• [KUTIPAN BERITA]:

---+---

Para Ahli Iklim Serukan Kolaborasi Aksi Iklim di Asia di Tengah Pandemi Covid-19

Dr. Mahawan Karuniasa, CEO Environment Institute dan Ketua Jaringan Ahli Perubahan Iklim dan Kehutanan Indonesia, menilai bahwa ilmu pengetahuan selalu berkembang dan berubah, namun isu lingkungan global saat ini dan yang sedang berkembang menuntut kita untuk melakukan intervensi yang signifikan. Foto: Istimewa
Dr. Mahawan Karuniasa, CEO Environment Institute dan Ketua Jaringan Ahli Perubahan Iklim dan Kehutanan Indonesia, menilai bahwa ilmu pengetahuan selalu berkembang dan berubah, namun isu lingkungan global saat ini dan yang sedang berkembang menuntut kita untuk melakukan intervensi yang signifikan. Foto: Istimewa

TROPIS.CO, JAKARTA – Para ilmuwan iklim di seluruh Asia, COP26 dan perwakilan iklim dari PBB menyerukan tindakan segera dan kolaborasi yang lebih kuat dalam menangani perubahan iklim di negara berkembang, terlepas dari kemunduran yang disebabkan oleh pandemi Covid-19.

Dalam Konferensi Virtual Internasional Perubahan Iklim yang dibuka secara resmi oleh Dr. Ruandha Sugardiman, Direktur Jenderal Perubahan Iklim Kementerian Lingkungan Hidup dan Kehutanan (KLHK) Indonesia, APIK Indonesia Network (Jaringan Pakar untuk Perubahan Iklim dan Kehutanan) lewat ketuanya Dr. Mahawan Karuniasa menekankan perlunya pemulihan rendah karbon serta pemulihan berkelanjutan dari pandemi Covid-19.

---+---

• [KEGIATAN]: Lanjutkan berita tentang seruan kolaborasi aksi iklim di Asia ini, mulai setelah kalimat terakhirnya. Data berikut sama sekali tidak dipakai di sini.

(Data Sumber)
---+---

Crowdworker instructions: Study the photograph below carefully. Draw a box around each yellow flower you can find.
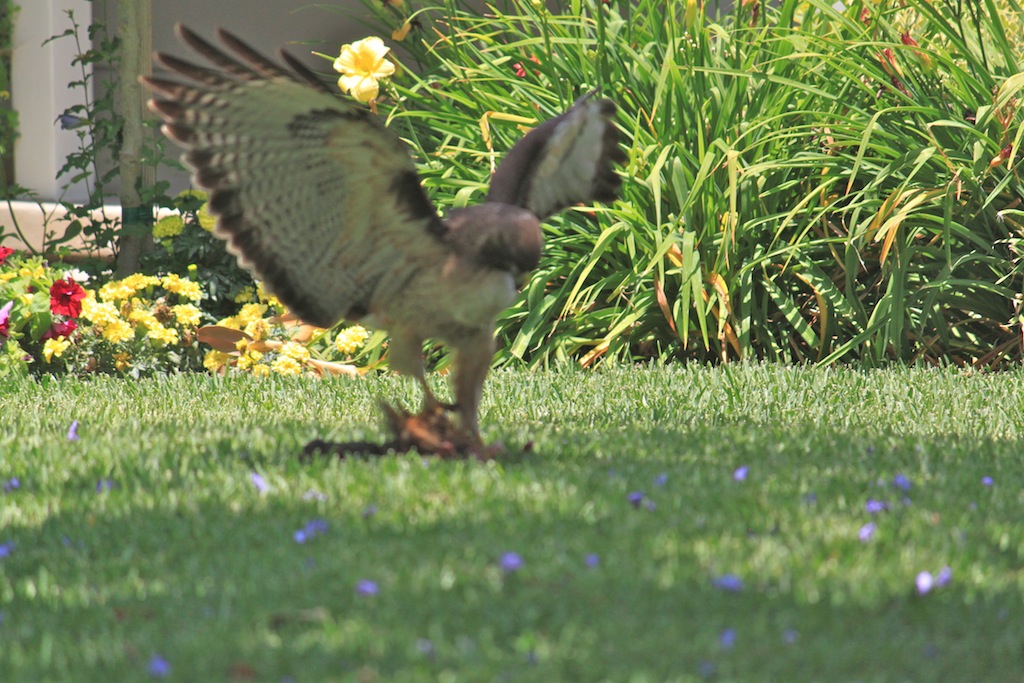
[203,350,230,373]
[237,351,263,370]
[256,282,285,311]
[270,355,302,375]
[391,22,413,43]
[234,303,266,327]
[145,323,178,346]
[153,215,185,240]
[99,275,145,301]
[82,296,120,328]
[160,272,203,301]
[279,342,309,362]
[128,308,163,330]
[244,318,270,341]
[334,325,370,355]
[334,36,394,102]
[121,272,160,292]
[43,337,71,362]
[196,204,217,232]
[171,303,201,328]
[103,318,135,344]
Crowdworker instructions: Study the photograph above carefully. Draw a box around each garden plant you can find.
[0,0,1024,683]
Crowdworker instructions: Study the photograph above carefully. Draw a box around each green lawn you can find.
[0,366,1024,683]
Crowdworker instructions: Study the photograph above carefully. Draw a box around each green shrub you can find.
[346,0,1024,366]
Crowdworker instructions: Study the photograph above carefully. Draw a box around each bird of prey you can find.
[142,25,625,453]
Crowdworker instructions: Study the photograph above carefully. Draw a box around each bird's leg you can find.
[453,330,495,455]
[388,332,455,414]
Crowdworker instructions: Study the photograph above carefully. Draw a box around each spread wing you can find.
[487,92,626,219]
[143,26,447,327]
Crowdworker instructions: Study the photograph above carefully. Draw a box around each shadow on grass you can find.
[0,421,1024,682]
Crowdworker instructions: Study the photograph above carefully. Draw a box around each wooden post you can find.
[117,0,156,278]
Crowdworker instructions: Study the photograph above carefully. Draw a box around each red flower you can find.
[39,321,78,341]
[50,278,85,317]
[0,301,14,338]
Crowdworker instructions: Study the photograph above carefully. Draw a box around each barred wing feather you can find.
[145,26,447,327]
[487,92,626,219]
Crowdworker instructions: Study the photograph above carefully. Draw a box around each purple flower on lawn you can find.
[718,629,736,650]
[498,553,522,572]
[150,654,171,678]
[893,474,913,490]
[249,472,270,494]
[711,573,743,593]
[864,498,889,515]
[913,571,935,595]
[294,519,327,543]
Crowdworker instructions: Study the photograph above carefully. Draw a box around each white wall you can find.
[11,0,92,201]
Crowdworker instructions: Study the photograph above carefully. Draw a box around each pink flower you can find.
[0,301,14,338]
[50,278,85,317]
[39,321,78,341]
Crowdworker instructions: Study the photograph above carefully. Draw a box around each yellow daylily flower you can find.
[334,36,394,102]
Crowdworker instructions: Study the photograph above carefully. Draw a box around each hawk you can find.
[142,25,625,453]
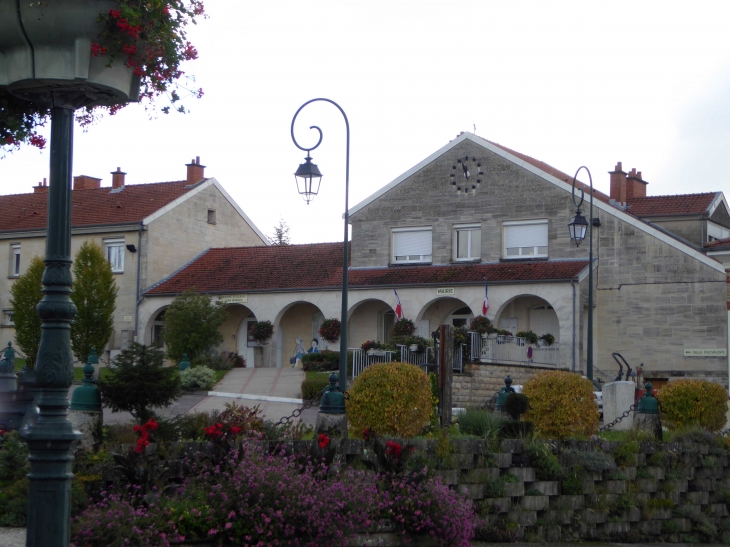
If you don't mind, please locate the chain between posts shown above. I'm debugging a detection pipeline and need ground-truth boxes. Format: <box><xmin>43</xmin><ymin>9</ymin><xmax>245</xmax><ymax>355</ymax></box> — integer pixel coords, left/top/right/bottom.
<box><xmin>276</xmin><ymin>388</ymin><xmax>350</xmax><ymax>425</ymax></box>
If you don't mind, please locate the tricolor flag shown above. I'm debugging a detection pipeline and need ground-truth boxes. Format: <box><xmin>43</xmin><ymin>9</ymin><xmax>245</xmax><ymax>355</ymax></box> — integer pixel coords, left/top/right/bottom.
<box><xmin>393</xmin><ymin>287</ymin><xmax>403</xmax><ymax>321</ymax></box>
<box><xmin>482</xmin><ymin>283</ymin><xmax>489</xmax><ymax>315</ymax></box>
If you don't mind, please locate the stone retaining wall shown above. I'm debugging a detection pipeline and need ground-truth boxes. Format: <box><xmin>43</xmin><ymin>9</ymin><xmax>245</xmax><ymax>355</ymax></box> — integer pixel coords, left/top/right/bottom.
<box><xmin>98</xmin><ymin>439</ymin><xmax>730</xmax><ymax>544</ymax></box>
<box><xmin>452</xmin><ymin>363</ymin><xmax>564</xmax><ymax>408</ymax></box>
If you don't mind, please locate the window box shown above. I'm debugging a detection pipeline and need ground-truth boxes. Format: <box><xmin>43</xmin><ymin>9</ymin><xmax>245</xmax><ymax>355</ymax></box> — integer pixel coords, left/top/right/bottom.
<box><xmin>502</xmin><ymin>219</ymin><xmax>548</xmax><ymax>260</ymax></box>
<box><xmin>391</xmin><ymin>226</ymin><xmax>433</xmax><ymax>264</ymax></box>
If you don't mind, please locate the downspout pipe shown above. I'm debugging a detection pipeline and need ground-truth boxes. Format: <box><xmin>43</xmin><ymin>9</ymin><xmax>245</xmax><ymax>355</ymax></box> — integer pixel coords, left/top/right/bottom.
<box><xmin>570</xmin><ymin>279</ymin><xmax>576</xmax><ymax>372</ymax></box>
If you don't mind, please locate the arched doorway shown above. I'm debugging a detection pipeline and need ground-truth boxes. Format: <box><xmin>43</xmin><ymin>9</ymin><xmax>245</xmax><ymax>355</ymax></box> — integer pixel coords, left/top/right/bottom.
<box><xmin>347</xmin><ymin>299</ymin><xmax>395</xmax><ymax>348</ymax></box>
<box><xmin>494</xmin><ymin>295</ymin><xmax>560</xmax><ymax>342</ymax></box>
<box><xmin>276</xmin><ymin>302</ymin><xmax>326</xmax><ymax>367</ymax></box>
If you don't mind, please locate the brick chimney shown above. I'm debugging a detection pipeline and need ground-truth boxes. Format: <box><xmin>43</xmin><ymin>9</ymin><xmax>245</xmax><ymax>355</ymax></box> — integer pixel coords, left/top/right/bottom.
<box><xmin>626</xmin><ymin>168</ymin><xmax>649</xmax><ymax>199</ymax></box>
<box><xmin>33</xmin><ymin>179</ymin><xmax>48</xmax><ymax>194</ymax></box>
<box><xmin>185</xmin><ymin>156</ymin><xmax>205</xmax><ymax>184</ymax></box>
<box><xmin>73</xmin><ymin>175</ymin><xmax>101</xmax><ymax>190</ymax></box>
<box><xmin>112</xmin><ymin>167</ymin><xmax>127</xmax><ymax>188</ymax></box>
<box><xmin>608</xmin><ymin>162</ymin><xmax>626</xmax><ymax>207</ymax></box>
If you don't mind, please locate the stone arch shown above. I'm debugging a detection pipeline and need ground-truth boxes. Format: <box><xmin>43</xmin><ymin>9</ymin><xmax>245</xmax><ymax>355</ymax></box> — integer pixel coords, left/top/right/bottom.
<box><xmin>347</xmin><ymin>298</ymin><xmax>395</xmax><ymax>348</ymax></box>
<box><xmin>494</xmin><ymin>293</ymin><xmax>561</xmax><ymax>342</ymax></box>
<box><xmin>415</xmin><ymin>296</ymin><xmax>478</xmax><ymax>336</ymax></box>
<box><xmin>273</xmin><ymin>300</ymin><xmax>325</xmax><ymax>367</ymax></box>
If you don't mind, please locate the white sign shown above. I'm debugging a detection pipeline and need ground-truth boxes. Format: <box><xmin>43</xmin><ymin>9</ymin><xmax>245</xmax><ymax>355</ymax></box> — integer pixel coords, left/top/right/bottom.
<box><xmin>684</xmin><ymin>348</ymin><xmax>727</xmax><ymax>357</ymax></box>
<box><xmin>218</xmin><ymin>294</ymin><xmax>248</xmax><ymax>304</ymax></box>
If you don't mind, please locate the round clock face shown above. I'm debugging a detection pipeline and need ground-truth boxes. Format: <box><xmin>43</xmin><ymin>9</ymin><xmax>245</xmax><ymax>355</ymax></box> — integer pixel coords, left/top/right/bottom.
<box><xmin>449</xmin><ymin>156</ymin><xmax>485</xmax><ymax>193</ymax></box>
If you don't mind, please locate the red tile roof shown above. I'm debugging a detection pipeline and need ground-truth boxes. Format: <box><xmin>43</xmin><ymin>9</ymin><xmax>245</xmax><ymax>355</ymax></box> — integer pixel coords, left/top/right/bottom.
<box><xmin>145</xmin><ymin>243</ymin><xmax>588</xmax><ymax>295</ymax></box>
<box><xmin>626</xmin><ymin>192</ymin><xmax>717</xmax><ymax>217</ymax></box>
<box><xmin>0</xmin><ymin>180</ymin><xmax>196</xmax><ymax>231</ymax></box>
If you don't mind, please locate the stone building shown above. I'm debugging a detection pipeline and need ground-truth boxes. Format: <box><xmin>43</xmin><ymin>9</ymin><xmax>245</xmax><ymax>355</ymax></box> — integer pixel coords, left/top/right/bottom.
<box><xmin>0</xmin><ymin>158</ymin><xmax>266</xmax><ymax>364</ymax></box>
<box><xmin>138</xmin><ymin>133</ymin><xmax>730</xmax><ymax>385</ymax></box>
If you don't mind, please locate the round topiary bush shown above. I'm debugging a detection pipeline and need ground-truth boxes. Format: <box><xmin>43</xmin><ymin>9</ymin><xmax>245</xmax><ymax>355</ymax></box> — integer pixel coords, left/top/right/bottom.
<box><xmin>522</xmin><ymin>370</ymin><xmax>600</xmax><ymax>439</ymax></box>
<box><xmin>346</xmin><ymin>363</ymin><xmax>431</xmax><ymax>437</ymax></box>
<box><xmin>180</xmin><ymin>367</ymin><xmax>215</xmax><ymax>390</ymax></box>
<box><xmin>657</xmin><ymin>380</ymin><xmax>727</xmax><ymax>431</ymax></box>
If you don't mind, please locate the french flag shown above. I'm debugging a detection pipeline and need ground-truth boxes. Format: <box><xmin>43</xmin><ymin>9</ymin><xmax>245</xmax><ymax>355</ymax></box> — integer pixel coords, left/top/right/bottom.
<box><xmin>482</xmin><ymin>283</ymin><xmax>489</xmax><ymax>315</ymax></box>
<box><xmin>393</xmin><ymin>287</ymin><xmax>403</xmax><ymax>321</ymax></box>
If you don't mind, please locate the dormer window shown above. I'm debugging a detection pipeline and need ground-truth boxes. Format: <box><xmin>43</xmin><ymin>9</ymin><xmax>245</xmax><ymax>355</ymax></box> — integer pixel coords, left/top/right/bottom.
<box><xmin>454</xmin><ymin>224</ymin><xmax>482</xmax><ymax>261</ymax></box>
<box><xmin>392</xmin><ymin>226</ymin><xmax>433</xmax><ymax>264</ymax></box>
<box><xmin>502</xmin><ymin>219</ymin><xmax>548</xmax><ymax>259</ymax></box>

---+---

• [HASIL TUGAS]:
“Belajar dari Covid-19, kami perlu memperkuat keterlibatan pemangku kepentingan kami, membangun lebih baik solidaritas, dan melaksanakan tindakan berbasis sains dalam menghadapi krisis iklim,” ujar Mahawan dalam keterangan persnya, Rabu (30/9/2020).

Baca juga: Cegah Penularan Covid-19, Pekebun Sawit Harus Displin Patuhi Protokol Kesehatan

Sementara Duta Besar Regional COP26 untuk Asia Pasifik dan Asia Selatan Ken O’Flaherty menyatakan bahwa dunia masih belum berada di jalur yang tepat untuk mencapai tujuan Perjanjian Paris.

“Lima tahun ke depan sangat penting, kita harus bekerja sama dan segera bertindak,” tuturnya.

Negara berkembang seperti Indonesia, Filipina, Vietnam, dan Bangladesh sangat rentan terhadap dampak iklim dengan sumber daya terbatas untuk mendukung tindakan yang diperlukan.